PAGE TEXT =>
The commission must be on notice that this is a historic opportunity.
The citizens of New York are banking on the the commission's wisdom
and ability to create a final set of recommendations that balance
public safety, reduce reliance on incarceration, enhance victims'
rights, save public dollars, and create opportunities to rebuild the
people and communities that are disproportionately impacted by the
criminal justice system.
Anything short of this amounts to its own indeterminate sentence of
punishment for affected communities.
Gov. Eliot Spitzer exercised enormous courage and vision when he
issued an executive order calling for the establishment of a
commission on sentencing reform. He gave the commission a clear
mandate to make recommendations on the future of criminal sentencing
in New York in order to reform a system that is convoluted, complex
and in disarray.
The commission's preliminary report contains some thoughtful,
forward-thinking recommendations that would improve the quality and
accessibility of substance abuse treatment and other community-based
and institutional programming. Key among these are measures that would
enhance certification and clinical training requirements for treatment
providers, including Department of Correctional Services staff; expand
merit time; expand work release and educational and vocational
training in prisons; increase access to higher education in prison;
and restore voting rights for people on parole.
While some of the recommendations are insightful and respond to the
governor's call to create an "equitable system of criminal justice,"
there are some glaring omissions. Nowhere in the report is there any
mention of the racial disparity inherent in sentencing laws. Real drug
law reform is absent. No measures are designed to undo the damage
caused by mass incarceration on certain communities.
The overwhelming majority of people who are convicted of drug offenses
in New York are African-American or Latino. In fact, although whites
and people of color use and sell illegal drugs at equal rates, 91
percent of the 14,000 people in prison under our Rockefeller era drug
laws are people of color. In 2000, of those newly committed to prison
for drug-related offenses, 93 percent were African-American or Latino,
while these groups made up only 30 percent of our state population.

YOUR TASKS =>
a: According to the sentencing reform commentary, why did the governor give the commission its mandate to make recommendations on criminal sentencing in New York? Answer in one to three sentences.
b: Reproduce the part of the sentencing reform commentary between "The commission's preliminary" and "people on parole.", inclusive.
You won't need the data that comes next.

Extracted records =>

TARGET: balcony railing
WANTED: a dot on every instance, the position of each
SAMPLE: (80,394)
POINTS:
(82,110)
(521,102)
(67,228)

ANSWER LIST =>
a: He gave the commission that mandate in order to reform New York's criminal sentencing system, which the text describes as convoluted, complex and in disarray.

b:
The commission's preliminary report contains some thoughtful,
forward-thinking recommendations that would improve the quality and
accessibility of substance abuse treatment and other community-based
and institutional programming. Key among these are measures that would
enhance certification and clinical training requirements for treatment
providers, including Department of Correctional Services staff; expand
merit time; expand work release and educational and vocational
training in prisons; increase access to higher education in prison;
and restore voting rights for people on parole.